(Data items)
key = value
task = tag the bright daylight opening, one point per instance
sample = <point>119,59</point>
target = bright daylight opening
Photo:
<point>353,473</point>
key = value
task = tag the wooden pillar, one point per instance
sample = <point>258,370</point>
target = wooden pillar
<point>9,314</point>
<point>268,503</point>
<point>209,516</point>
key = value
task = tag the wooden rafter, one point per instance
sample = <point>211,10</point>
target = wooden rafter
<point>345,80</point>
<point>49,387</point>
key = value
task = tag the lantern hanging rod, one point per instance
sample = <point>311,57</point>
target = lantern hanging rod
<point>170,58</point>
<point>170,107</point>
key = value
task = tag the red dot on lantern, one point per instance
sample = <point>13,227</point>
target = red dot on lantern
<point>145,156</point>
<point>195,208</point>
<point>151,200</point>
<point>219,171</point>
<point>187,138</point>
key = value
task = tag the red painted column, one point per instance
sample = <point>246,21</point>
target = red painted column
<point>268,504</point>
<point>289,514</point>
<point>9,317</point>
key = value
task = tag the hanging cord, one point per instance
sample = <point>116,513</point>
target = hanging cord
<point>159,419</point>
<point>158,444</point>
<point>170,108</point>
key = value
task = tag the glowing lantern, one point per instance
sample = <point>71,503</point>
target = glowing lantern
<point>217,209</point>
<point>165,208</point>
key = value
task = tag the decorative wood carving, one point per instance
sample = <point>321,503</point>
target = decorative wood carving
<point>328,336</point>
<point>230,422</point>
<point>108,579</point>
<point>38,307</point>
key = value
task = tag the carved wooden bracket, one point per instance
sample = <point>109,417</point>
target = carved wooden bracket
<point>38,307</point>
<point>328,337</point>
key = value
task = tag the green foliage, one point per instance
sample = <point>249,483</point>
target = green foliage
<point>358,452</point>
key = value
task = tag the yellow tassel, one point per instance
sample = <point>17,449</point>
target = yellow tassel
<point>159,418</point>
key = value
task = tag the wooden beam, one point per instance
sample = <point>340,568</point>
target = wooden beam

> **Task brief**: Retype the whole listing, matching it exactly.

> **Exercise output**:
key = value
task = tag the bright daylight opening, one point per instance
sample = <point>119,59</point>
target = bright daylight opening
Photo:
<point>353,473</point>
key = value
task = tag the wooden pillar, one point per instance
sample = <point>258,370</point>
target = wooden pillar
<point>9,314</point>
<point>268,503</point>
<point>209,516</point>
key = value
task = tag the wooden rafter, one point per instance
sample = <point>211,10</point>
target = wooden rafter
<point>345,80</point>
<point>49,387</point>
key = value
task = tag the lantern hanging rod, one point per instance
sample = <point>311,57</point>
target = lantern hanging rod
<point>170,58</point>
<point>170,107</point>
key = value
task = tag the red dot on lantern, one point per instance
sample = <point>13,227</point>
target = red dot on lantern
<point>145,156</point>
<point>195,208</point>
<point>151,200</point>
<point>219,171</point>
<point>187,138</point>
key = value
task = tag the red painted column, one point per instance
sample = <point>246,21</point>
target = red painted column
<point>268,504</point>
<point>289,514</point>
<point>9,317</point>
key = value
task = tag the hanging cord, one point per instance
sample = <point>116,513</point>
target = hanging cord
<point>159,419</point>
<point>158,444</point>
<point>170,108</point>
key = value
task = tag the glowing lantern, one point per instance
sample = <point>71,503</point>
target = glowing lantern
<point>217,209</point>
<point>165,208</point>
key = value
task = tag the decorative wood carving, one point per instance
sample = <point>321,503</point>
target = decorative wood carving
<point>328,336</point>
<point>230,422</point>
<point>108,579</point>
<point>38,307</point>
key = value
task = tag the carved wooden bracket, one point per instance
sample = <point>109,417</point>
target = carved wooden bracket
<point>38,307</point>
<point>328,337</point>
key = value
task = tag the green foliage, one point per instance
sample = <point>249,483</point>
target = green foliage
<point>358,452</point>
key = value
task = tag the yellow tassel, one point per instance
sample = <point>17,449</point>
target = yellow tassel
<point>159,418</point>
key = value
task = tag the wooden beam, one point per instance
sample = <point>340,568</point>
target = wooden beam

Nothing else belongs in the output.